[START Document text]

Cow leaves doctor in a heap of straw

Writers Posted 24/02/18
The doctor excitedly told me about a course she had just completed in acupuncture and proclaimed that she could help Bluebell.

Bluebell, Bunty and Snowflake were Belgium Blue cross friesian calves, reared on a bucket system. I’m talking 30 years ago plus.

Our reasoning for buying these fancy, modern continental animals was twofold. Firstly, by thinking out with the old native breeds and in with the new, we thought we were being innovative - although Nigel now tells me what a retrograde step this was. Secondly, our eldest daughter was keen to do some cattle showing, which we encouraged thinking it could be a useful confidence building exercise.

Getting Bunty, children and showing paraphernalia into and out of show grounds was challenging in itself. I vividly recall driving in very muddy conditions and having to do some hair raising manoeuvres. Showing Bunty was a steep learning curve, including frustrations and much laughter along the way, achieving occasional successes. Although enjoyable the organisation and preparation took up too much time. Ultimately we concluded that showing was not for us.

I’d like to share Bluebell’s story with you because she was such a character. Our aim was to maximise our profits by breeding animals with better confirmation and obtain improved grades. With this in mind we bought Redgrave, a Blonde Aquitaine bull of whom we were very proud.

[END Document text]
[START Dataset entries]

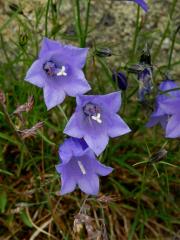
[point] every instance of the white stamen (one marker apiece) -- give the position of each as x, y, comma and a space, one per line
81, 167
97, 118
62, 72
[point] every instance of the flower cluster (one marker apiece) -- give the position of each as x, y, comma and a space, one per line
58, 70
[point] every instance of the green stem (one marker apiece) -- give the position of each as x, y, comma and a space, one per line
86, 23
63, 113
46, 18
172, 47
136, 33
78, 23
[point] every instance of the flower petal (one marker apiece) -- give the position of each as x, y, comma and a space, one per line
76, 84
73, 127
143, 4
170, 106
35, 74
116, 126
101, 169
89, 185
96, 141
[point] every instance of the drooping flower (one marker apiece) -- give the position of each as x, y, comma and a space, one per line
171, 109
58, 70
142, 4
95, 119
121, 80
79, 167
159, 115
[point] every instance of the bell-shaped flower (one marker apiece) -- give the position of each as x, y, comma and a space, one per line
159, 115
96, 119
172, 110
79, 167
58, 70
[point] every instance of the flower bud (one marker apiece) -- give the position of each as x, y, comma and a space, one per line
121, 80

[END Dataset entries]

Reproduce verbatim the passage of the article about Bluebell and the other calves between "Getting Bunty, children" and "not for us.", inclusive.

Getting Bunty, children and showing paraphernalia into and out of show grounds was challenging in itself. I vividly recall driving in very muddy conditions and having to do some hair raising manoeuvres. Showing Bunty was a steep learning curve, including frustrations and much laughter along the way, achieving occasional successes. Although enjoyable the organisation and preparation took up too much time. Ultimately we concluded that showing was not for us.